Begin at the line that has "Locate all occurrences of blue jeans." and stop after the line that has "[108,257,750,447]". Rewrite only those records with their requests, and shift each bounding-box coordinate by adding 116 to it.
— BEGIN Material —
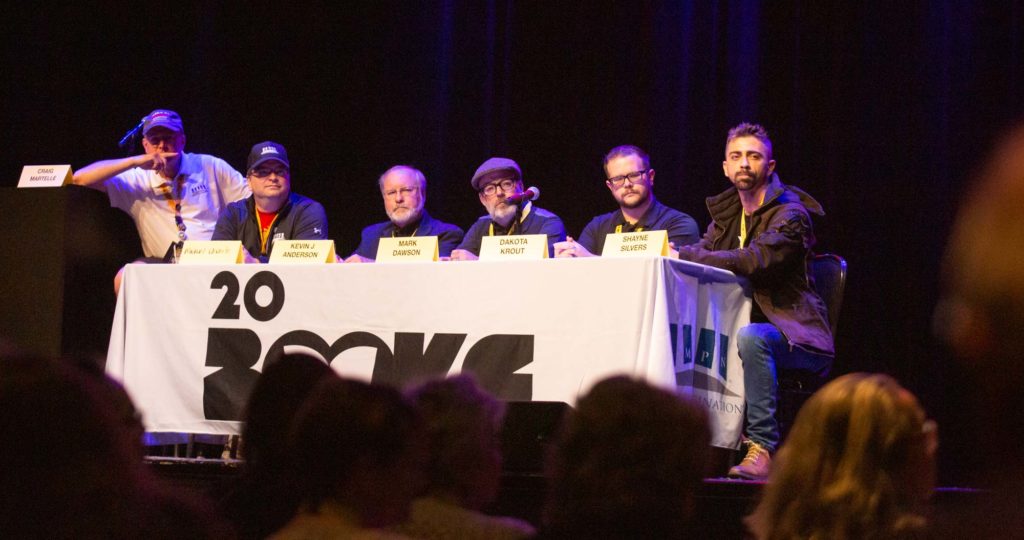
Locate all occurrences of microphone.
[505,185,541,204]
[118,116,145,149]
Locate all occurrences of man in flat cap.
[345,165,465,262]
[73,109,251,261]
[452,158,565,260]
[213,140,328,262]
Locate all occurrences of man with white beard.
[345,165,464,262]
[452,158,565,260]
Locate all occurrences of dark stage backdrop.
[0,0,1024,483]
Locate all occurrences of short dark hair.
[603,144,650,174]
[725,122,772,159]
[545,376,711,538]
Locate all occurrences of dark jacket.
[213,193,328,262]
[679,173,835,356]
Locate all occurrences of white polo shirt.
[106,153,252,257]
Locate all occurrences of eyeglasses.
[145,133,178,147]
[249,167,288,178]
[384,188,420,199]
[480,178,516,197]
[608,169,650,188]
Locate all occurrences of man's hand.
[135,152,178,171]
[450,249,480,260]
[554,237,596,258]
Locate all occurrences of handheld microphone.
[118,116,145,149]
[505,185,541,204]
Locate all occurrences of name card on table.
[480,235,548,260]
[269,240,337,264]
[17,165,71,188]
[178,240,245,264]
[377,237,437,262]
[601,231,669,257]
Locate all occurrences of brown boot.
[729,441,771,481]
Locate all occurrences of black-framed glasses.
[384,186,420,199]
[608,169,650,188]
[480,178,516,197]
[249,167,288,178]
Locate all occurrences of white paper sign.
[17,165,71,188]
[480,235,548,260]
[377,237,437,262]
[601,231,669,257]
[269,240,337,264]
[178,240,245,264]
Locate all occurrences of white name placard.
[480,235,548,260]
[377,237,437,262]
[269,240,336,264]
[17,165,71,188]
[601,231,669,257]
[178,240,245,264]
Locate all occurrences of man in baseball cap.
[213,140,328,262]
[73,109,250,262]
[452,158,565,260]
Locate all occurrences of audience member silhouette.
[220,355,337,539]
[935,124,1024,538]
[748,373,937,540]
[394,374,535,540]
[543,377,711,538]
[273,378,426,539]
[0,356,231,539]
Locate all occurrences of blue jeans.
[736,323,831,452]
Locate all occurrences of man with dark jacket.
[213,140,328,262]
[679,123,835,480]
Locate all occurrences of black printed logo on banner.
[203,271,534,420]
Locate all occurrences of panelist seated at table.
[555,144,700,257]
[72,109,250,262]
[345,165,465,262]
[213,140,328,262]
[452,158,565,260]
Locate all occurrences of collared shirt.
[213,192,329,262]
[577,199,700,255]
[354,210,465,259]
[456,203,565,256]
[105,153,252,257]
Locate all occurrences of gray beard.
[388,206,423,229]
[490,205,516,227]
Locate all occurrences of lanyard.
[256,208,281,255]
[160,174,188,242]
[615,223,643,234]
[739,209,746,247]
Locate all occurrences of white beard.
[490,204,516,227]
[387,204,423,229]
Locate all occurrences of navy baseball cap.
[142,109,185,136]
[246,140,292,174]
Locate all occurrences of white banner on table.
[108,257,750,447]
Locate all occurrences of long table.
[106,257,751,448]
— END Material —
— BEGIN Material —
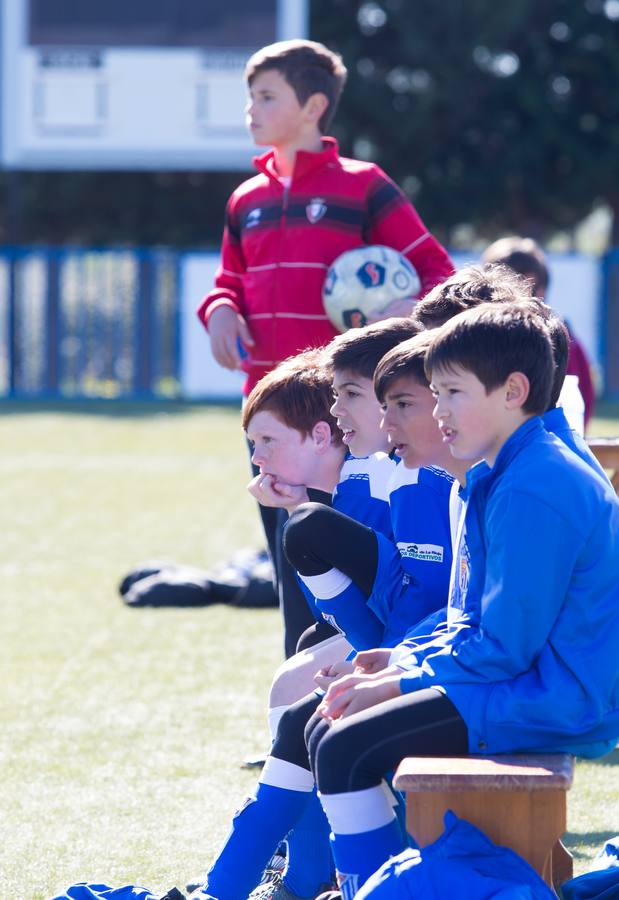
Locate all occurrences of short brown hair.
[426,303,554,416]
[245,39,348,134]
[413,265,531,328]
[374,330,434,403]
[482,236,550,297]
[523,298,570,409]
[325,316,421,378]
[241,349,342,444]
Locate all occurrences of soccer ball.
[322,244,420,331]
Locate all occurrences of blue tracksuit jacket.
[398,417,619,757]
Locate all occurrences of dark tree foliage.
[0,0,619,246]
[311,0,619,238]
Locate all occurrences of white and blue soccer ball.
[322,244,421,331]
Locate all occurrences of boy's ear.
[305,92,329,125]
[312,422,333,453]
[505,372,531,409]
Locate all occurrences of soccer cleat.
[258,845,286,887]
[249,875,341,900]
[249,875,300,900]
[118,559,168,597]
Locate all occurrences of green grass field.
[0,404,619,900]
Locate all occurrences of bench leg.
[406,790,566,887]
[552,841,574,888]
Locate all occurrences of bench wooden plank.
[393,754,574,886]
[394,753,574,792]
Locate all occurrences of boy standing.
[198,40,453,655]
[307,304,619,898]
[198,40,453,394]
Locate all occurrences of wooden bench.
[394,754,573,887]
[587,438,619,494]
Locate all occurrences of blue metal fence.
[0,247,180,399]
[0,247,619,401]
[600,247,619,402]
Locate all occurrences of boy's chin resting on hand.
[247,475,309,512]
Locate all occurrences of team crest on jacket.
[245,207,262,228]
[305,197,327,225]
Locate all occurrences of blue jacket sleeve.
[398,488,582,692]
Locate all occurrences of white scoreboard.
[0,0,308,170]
— END Material —
* [Solution for this task]
Locate all occurrences of blue jeans.
[852,439,947,568]
Locate all occurrences of man with dark jacket.
[329,256,444,378]
[795,239,951,596]
Locate all occurrences of black printed logo on banner.
[319,387,650,536]
Locate all occurrences of panelist seated at table.
[671,260,816,373]
[188,225,366,378]
[461,281,581,378]
[329,256,444,378]
[568,274,681,376]
Locate all occurrences of collared shirt.
[329,308,445,378]
[693,315,816,371]
[470,326,581,375]
[572,319,681,372]
[221,269,368,373]
Locate all occurrences of gray beard.
[504,322,539,345]
[606,321,632,343]
Locate all occurrences of lanyard.
[372,324,397,371]
[276,290,304,358]
[731,339,759,350]
[855,325,862,363]
Locate all occurrences of white beard.
[606,320,632,343]
[503,320,539,345]
Locate all occurrences of navy baseball cap.
[258,225,301,252]
[362,256,408,290]
Locate all occurrences of white banner on table.
[224,373,866,563]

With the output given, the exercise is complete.